• Exercise
Edit the records starting with the line that contains "Question 5: Provide the bounding box coordinates of the teal" and going on through the line that contains "282, 1023, 401, 1058", replacing "pothole" with "sinkhole" and keeping everything else the same. Give only those lines.

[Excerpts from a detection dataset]
>> Begin

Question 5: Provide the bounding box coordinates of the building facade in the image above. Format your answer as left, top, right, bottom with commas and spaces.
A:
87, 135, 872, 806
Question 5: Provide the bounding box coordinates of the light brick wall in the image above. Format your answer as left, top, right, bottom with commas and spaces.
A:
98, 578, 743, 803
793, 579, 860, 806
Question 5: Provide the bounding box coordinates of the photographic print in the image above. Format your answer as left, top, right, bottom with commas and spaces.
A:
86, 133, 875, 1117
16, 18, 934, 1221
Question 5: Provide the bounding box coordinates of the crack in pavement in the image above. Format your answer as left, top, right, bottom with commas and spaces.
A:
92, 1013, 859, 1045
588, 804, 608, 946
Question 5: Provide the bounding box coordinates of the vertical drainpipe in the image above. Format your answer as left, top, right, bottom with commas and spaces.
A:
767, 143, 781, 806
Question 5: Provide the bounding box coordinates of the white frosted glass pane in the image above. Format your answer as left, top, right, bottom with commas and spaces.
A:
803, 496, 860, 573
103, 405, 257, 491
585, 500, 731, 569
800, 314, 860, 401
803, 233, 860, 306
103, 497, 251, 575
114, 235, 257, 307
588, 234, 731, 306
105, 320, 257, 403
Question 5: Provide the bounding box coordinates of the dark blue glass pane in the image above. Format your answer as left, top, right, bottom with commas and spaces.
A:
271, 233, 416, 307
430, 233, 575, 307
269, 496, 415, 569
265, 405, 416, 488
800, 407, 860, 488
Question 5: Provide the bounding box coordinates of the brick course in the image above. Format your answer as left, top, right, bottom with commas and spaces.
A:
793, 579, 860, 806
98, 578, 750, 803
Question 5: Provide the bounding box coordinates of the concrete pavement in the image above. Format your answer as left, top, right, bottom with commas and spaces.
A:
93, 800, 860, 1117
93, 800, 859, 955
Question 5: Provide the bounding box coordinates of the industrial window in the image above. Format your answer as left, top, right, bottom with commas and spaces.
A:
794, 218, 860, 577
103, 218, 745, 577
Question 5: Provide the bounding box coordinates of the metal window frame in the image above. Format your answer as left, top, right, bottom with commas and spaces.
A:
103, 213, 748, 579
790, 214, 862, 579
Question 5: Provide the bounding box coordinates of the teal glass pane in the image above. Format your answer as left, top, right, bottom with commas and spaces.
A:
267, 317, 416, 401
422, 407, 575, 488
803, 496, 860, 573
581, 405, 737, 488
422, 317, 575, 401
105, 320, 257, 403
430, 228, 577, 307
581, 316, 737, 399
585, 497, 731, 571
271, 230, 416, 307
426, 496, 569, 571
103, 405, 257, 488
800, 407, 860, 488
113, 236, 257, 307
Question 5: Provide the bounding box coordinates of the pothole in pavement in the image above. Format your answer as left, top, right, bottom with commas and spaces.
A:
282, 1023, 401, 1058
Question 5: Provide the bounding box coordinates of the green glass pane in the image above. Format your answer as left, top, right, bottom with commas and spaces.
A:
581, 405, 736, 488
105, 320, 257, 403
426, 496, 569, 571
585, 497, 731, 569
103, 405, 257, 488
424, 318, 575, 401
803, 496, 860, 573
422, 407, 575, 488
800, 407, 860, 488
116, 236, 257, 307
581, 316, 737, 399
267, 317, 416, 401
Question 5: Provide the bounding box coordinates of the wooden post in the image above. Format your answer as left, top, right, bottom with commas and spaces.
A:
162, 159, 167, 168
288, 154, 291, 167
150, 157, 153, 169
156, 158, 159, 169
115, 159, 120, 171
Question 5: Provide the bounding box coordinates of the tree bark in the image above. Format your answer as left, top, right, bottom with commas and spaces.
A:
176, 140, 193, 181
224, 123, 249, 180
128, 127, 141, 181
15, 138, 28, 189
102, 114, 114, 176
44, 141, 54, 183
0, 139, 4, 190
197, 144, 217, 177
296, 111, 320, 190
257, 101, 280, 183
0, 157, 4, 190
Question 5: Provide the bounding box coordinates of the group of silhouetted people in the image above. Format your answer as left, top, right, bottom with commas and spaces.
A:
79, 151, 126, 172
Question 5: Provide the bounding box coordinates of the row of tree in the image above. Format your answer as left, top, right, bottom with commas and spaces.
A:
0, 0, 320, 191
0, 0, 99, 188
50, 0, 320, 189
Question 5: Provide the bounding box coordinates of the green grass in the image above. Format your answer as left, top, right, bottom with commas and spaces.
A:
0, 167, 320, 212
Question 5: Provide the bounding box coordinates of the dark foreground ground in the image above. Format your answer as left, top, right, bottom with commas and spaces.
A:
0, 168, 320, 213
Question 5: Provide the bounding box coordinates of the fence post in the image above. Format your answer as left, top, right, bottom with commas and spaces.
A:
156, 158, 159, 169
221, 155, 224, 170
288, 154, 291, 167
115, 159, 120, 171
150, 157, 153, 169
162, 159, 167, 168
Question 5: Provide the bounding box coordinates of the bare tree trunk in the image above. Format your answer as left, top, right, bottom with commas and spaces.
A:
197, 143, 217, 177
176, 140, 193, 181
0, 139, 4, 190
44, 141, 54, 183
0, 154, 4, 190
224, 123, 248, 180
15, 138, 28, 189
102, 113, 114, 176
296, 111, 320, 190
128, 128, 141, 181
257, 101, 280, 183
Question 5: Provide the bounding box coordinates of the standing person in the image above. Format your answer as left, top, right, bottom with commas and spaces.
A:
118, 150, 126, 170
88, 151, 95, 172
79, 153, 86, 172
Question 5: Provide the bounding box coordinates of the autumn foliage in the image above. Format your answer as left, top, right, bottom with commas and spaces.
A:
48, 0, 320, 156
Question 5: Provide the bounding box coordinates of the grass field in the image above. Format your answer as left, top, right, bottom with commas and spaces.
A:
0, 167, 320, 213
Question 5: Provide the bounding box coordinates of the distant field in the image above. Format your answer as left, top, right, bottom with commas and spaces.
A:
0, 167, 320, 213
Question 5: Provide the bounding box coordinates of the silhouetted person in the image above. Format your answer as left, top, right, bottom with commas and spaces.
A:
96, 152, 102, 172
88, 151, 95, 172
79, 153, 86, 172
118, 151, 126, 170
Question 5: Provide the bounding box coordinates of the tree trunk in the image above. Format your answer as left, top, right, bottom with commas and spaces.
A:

>> End

• Problem solution
Question 5: Provide the bounding box coordinates of the teal glass pane in the image above. Format your answer as left, top, right, bottom with commas and spaces.
A:
267, 317, 416, 401
422, 407, 575, 488
803, 496, 860, 573
581, 405, 737, 488
422, 317, 575, 401
105, 320, 257, 403
430, 228, 577, 307
581, 316, 737, 399
585, 497, 731, 571
271, 230, 416, 307
426, 496, 569, 571
103, 405, 257, 488
800, 407, 860, 488
113, 236, 257, 307
Question 5: Provide the bounding box coordinates of the sinkhole in pavement in the image above. Format your answer as left, top, right, bottom with commas and spaces.
A:
282, 1023, 401, 1058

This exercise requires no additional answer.